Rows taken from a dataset
+++

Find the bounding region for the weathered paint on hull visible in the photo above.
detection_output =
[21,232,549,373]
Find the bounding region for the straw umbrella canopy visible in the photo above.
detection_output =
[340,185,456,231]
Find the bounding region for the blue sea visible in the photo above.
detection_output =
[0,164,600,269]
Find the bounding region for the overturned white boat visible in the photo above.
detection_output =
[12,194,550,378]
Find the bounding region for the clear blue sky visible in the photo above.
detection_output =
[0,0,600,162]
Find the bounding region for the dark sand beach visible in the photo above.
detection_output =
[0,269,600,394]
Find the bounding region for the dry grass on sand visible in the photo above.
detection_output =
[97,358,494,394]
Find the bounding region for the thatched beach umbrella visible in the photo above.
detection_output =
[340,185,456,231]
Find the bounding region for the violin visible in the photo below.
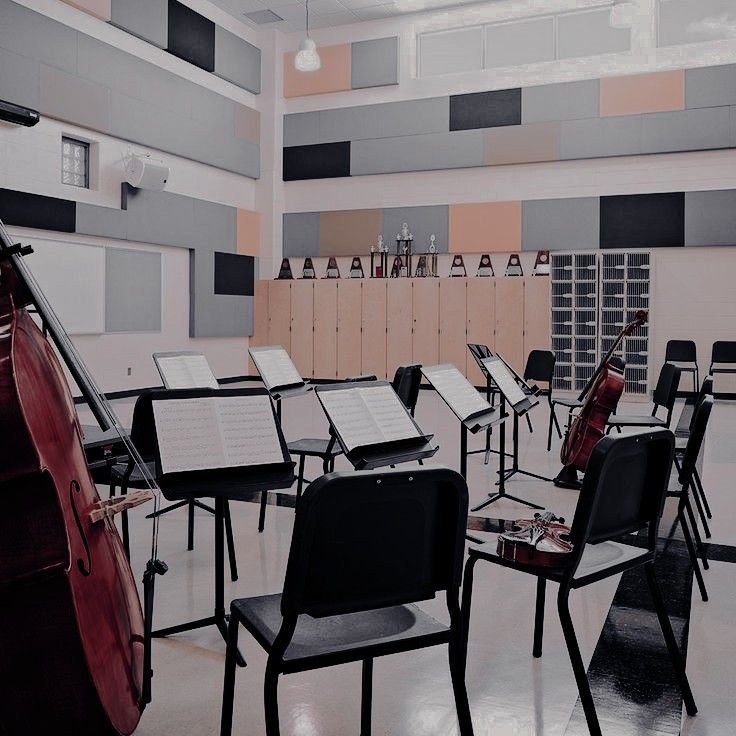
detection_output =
[496,511,573,567]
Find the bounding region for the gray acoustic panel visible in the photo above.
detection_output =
[350,36,399,89]
[350,130,485,176]
[521,197,600,250]
[282,212,320,258]
[381,204,450,253]
[485,16,555,69]
[319,97,450,143]
[284,111,320,146]
[560,115,642,160]
[685,189,736,245]
[642,107,731,153]
[215,26,261,94]
[685,64,736,108]
[110,0,169,49]
[521,79,600,123]
[557,7,631,59]
[105,248,161,332]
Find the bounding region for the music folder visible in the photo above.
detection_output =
[151,388,294,500]
[422,363,504,434]
[315,381,439,470]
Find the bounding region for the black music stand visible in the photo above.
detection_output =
[315,381,439,470]
[151,388,294,666]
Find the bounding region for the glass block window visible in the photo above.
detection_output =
[61,136,89,189]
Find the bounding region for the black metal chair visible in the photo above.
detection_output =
[664,340,700,394]
[220,468,473,736]
[463,429,697,736]
[110,389,238,581]
[606,363,680,432]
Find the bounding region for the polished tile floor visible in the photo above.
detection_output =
[90,391,736,736]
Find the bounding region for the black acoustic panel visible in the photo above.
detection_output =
[0,189,77,233]
[600,192,685,248]
[215,252,255,296]
[166,0,215,72]
[284,141,350,181]
[450,89,521,130]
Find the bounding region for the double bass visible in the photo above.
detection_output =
[0,214,162,736]
[554,309,649,488]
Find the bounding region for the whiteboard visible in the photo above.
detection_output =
[23,237,105,335]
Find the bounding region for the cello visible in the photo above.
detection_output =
[0,214,165,736]
[554,309,649,489]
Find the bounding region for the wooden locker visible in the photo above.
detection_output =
[439,277,472,375]
[337,279,363,378]
[412,278,440,365]
[289,279,314,378]
[465,276,496,386]
[267,281,291,353]
[314,279,338,378]
[496,276,526,373]
[386,278,412,380]
[360,279,393,379]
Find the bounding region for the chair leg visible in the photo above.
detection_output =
[532,576,547,658]
[220,616,240,736]
[557,585,603,736]
[644,562,698,716]
[360,658,373,736]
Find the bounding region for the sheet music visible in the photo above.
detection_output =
[422,363,493,419]
[249,347,304,391]
[154,354,219,388]
[318,386,421,451]
[153,396,284,473]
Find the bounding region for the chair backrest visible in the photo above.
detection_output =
[524,350,555,385]
[281,467,468,617]
[570,429,675,561]
[664,340,698,363]
[391,365,422,416]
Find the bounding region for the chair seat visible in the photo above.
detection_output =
[231,594,450,672]
[286,437,342,457]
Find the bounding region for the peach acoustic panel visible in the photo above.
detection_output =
[449,201,521,253]
[600,69,685,118]
[284,43,351,97]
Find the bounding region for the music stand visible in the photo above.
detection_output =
[315,381,439,470]
[151,388,294,666]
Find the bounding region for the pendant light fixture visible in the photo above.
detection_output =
[294,0,322,72]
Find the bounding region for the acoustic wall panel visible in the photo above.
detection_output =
[601,192,685,248]
[214,26,261,94]
[350,36,399,89]
[521,197,600,250]
[105,248,161,332]
[110,0,169,49]
[450,89,521,130]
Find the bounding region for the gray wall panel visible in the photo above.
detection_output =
[350,36,399,89]
[521,79,600,123]
[642,107,731,153]
[685,189,736,245]
[521,197,600,250]
[350,130,485,176]
[110,0,169,49]
[105,248,161,332]
[283,212,319,258]
[215,26,261,94]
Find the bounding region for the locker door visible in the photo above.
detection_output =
[314,279,338,378]
[465,276,496,386]
[439,277,472,375]
[289,279,314,378]
[337,279,362,378]
[360,279,388,379]
[412,278,440,365]
[496,276,526,373]
[386,278,412,380]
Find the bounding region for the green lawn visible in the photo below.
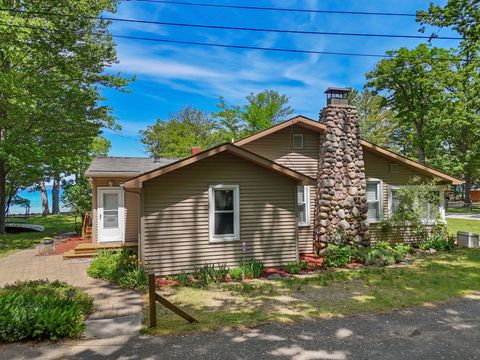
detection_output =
[447,219,480,235]
[143,249,480,335]
[447,207,480,214]
[0,215,75,257]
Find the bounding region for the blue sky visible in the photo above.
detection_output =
[104,0,455,156]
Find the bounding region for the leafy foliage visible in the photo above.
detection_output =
[420,234,455,251]
[323,244,358,267]
[0,280,93,342]
[87,249,148,290]
[287,260,308,274]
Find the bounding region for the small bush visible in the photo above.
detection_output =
[87,249,148,290]
[0,280,93,342]
[361,247,404,266]
[323,244,358,267]
[420,234,455,251]
[194,264,228,285]
[229,267,243,280]
[287,260,308,274]
[240,258,264,279]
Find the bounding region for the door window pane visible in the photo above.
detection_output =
[103,193,118,229]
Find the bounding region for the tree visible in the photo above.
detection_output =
[0,0,126,233]
[215,90,293,141]
[349,89,399,150]
[62,137,112,229]
[366,44,451,164]
[140,106,221,158]
[417,0,480,203]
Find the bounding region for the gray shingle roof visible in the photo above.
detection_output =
[85,156,179,177]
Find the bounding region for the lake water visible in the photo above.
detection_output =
[8,185,69,214]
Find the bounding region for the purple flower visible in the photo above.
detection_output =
[242,241,247,254]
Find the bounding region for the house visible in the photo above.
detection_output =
[86,89,461,275]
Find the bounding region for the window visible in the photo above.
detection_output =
[293,134,303,149]
[367,180,382,222]
[297,186,310,226]
[208,185,240,242]
[388,186,402,215]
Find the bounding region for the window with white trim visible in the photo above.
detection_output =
[297,186,310,226]
[367,180,383,222]
[292,134,303,150]
[208,185,240,242]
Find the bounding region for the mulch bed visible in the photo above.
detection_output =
[39,235,92,256]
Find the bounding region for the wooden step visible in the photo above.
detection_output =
[63,250,97,260]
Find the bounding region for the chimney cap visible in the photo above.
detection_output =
[325,87,352,95]
[325,87,351,105]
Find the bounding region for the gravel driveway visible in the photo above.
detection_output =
[0,293,480,360]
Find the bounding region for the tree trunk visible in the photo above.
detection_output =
[52,174,60,214]
[40,180,50,216]
[463,175,472,204]
[0,158,7,234]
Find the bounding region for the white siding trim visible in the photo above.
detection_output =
[208,184,240,242]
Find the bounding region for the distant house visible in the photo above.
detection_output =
[86,89,461,275]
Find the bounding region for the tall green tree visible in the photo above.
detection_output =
[417,0,480,202]
[366,44,452,163]
[0,0,126,233]
[140,106,222,158]
[214,90,293,141]
[349,89,399,150]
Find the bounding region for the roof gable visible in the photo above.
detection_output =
[234,115,463,185]
[124,143,316,188]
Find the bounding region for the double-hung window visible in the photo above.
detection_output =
[367,180,383,222]
[297,186,310,226]
[208,185,240,242]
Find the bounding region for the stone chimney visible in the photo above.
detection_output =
[314,88,370,254]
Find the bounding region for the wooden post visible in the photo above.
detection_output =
[148,274,157,327]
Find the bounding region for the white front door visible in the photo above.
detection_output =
[97,188,125,242]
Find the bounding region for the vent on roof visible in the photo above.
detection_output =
[292,134,303,149]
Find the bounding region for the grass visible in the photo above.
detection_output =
[143,249,480,335]
[447,207,480,214]
[447,218,480,235]
[0,215,75,257]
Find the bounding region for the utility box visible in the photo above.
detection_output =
[457,231,479,248]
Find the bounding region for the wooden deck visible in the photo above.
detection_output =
[63,242,138,259]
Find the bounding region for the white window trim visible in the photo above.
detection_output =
[96,186,125,243]
[367,178,384,224]
[208,184,240,243]
[388,185,446,225]
[292,134,304,150]
[297,185,311,226]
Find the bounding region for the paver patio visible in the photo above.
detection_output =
[0,248,143,319]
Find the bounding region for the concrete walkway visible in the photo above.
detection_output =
[445,213,480,220]
[0,248,143,320]
[0,293,480,360]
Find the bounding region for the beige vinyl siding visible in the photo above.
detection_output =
[143,153,297,275]
[92,178,139,245]
[363,150,432,243]
[242,125,319,178]
[298,186,316,254]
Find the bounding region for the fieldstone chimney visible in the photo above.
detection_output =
[314,88,370,254]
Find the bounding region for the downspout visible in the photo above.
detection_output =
[120,184,143,260]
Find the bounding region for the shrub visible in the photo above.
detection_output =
[194,264,228,285]
[287,260,308,274]
[0,280,93,342]
[323,244,358,267]
[420,234,455,251]
[87,249,148,290]
[361,247,404,266]
[229,267,243,280]
[240,258,264,279]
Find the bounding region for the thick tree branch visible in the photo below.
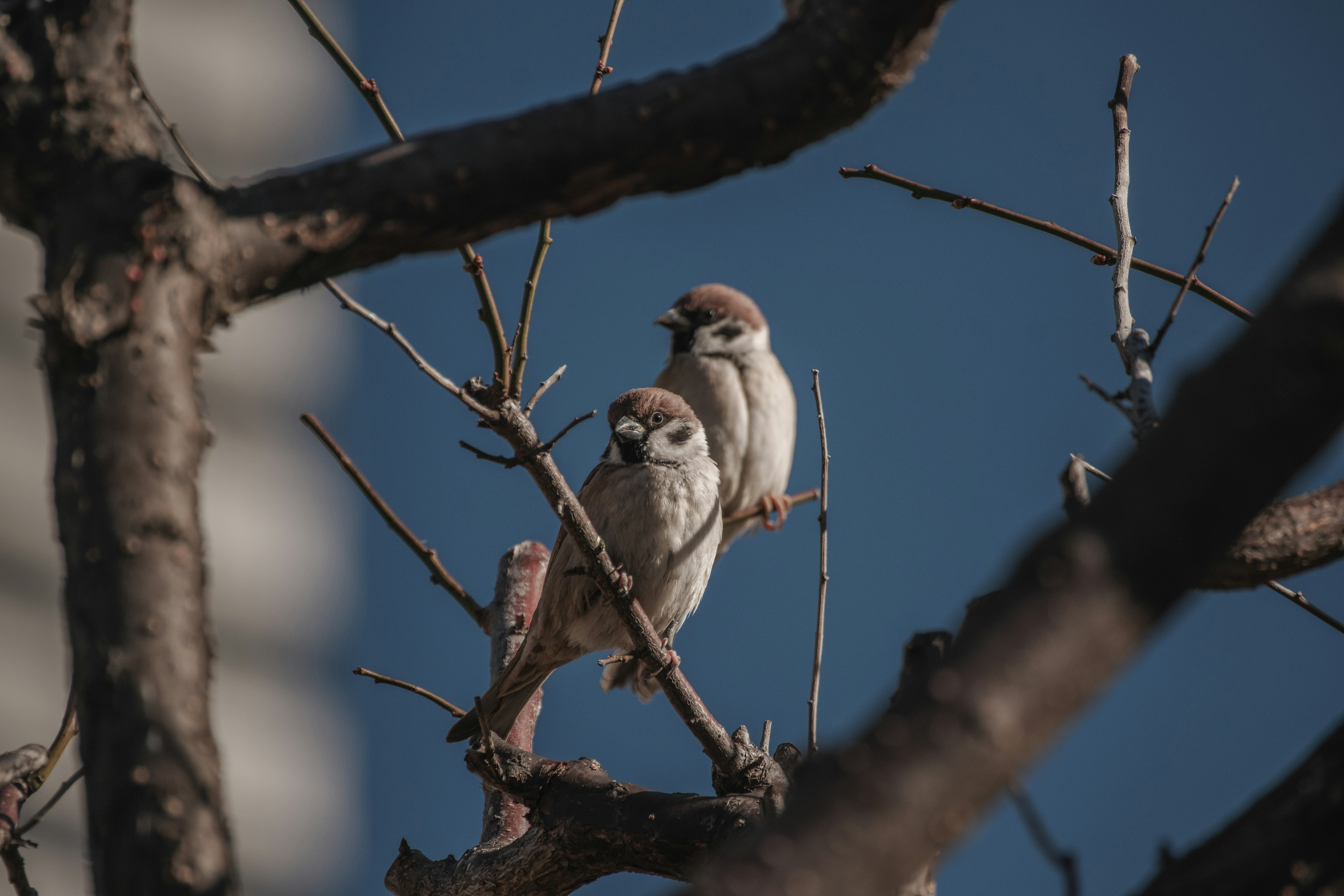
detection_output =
[384,740,763,896]
[698,195,1344,896]
[840,165,1255,321]
[204,0,946,312]
[1138,726,1344,896]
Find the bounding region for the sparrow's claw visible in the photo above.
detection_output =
[644,638,681,678]
[761,494,793,532]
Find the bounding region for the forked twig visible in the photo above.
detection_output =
[12,766,85,840]
[840,165,1255,321]
[289,0,406,144]
[1008,786,1079,896]
[808,371,831,756]
[523,364,568,416]
[126,61,219,192]
[1148,177,1242,359]
[298,414,489,634]
[354,666,466,719]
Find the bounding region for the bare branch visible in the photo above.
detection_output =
[1106,54,1152,371]
[1148,177,1242,360]
[1265,580,1344,631]
[840,165,1255,321]
[354,666,466,719]
[207,0,946,314]
[1008,784,1080,896]
[289,0,406,144]
[126,61,219,192]
[457,251,509,392]
[808,371,831,756]
[723,489,821,525]
[523,364,568,416]
[698,196,1344,896]
[298,414,488,631]
[509,218,565,400]
[1137,726,1344,896]
[13,766,83,840]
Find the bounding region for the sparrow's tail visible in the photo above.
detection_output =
[448,645,563,743]
[602,659,663,702]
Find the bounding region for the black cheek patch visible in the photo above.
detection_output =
[668,423,695,444]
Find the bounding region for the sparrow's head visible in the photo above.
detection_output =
[653,284,770,355]
[602,388,710,465]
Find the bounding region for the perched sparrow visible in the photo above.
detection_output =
[653,284,798,555]
[448,388,723,742]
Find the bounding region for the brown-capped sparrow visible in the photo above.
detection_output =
[448,388,723,742]
[653,284,798,555]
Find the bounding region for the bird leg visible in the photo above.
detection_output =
[641,638,681,678]
[761,494,793,532]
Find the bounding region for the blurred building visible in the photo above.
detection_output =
[0,0,364,896]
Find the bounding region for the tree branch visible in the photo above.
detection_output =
[204,0,946,313]
[1137,726,1344,896]
[298,411,489,633]
[698,196,1344,896]
[840,165,1255,321]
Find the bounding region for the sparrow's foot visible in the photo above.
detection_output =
[643,638,681,678]
[761,494,793,532]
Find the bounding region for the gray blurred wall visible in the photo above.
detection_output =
[0,0,364,896]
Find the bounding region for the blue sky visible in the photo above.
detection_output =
[300,0,1344,896]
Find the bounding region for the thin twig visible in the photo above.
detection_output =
[457,439,522,470]
[1069,454,1112,482]
[1265,580,1344,631]
[808,371,831,756]
[323,279,491,416]
[840,165,1255,321]
[1106,52,1138,373]
[1008,787,1079,896]
[289,0,406,144]
[126,61,219,192]
[1148,177,1242,359]
[298,414,489,634]
[723,489,821,525]
[589,0,625,97]
[354,666,466,719]
[13,767,83,838]
[457,243,509,392]
[509,218,563,399]
[540,408,597,451]
[523,364,568,416]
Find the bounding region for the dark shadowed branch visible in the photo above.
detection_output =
[698,196,1344,896]
[840,165,1255,321]
[1137,726,1344,896]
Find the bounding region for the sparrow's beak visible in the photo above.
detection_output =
[611,416,644,442]
[653,308,691,330]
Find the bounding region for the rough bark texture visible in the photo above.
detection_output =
[384,742,762,896]
[481,541,551,848]
[1138,726,1344,896]
[1200,481,1344,591]
[698,200,1344,896]
[210,0,947,312]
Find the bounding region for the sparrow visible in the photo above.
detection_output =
[448,388,723,743]
[653,284,798,555]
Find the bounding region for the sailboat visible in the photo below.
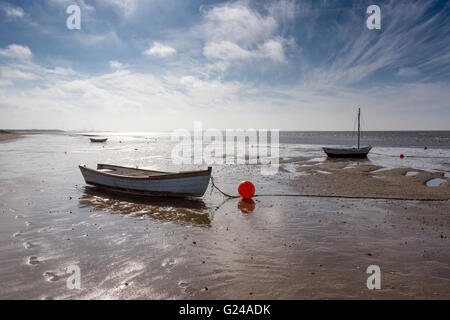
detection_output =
[322,108,372,158]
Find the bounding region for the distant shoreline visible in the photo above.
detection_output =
[0,130,23,142]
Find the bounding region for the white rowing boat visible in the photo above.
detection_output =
[79,164,211,197]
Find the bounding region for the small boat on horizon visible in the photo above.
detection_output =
[322,108,372,158]
[89,138,108,142]
[79,164,212,197]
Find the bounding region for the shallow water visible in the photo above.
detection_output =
[0,134,450,299]
[426,178,447,187]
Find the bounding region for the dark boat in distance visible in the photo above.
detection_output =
[79,164,212,197]
[89,138,108,142]
[322,108,372,158]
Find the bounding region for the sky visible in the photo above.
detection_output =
[0,0,450,132]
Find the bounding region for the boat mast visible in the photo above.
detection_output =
[358,108,361,149]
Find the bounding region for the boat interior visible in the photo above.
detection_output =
[97,164,174,177]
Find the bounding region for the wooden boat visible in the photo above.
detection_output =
[79,164,211,197]
[322,108,372,158]
[89,138,108,142]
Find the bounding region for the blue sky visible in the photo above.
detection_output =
[0,0,450,131]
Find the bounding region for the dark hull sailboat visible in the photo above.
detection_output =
[322,108,372,158]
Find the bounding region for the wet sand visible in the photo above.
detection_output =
[292,160,450,200]
[0,135,450,299]
[0,130,23,142]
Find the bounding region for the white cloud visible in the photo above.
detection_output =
[109,60,126,69]
[0,66,37,80]
[397,68,420,77]
[202,2,278,47]
[199,1,294,62]
[100,0,138,17]
[0,44,33,60]
[259,39,287,62]
[203,41,252,60]
[203,39,287,62]
[1,3,25,18]
[144,41,177,58]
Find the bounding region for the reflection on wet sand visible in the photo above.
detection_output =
[79,187,211,227]
[238,199,255,213]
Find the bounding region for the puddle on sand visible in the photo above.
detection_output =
[316,170,332,174]
[370,168,391,173]
[426,178,447,187]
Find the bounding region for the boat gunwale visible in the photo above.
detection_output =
[78,165,212,180]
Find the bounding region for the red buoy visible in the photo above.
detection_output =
[238,181,255,199]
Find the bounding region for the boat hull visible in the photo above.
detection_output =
[80,166,211,197]
[323,146,372,158]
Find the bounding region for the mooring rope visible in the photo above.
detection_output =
[211,176,450,201]
[371,152,450,159]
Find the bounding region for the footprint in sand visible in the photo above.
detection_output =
[178,281,195,296]
[23,241,34,249]
[43,271,61,282]
[28,256,39,265]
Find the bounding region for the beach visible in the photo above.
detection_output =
[0,130,22,142]
[0,133,450,299]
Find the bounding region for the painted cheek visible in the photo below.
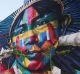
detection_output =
[48,23,57,44]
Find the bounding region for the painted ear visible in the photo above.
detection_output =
[62,14,72,26]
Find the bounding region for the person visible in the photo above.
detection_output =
[0,0,72,74]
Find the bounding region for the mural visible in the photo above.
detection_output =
[0,0,80,74]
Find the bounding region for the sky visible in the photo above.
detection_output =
[0,0,24,21]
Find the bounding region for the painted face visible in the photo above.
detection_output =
[12,7,59,70]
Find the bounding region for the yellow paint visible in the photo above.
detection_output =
[23,58,30,67]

+++

WHAT THE EXERCISE ASKS>
List the lines above as a numbered list, starting with the line that contains "Find the bounding region for the stone" and running through the line that contains "[148,274,157,327]". Include both of those lines and leave out any blank lines.

ANSWER BELOW>
1. Find the bounding region for the stone chimney visible in the photo above.
2. detection_output =
3. [314,88,370,254]
4. Find the bounding region for the wooden post visible in the photo above.
5. detection_output =
6. [148,274,157,327]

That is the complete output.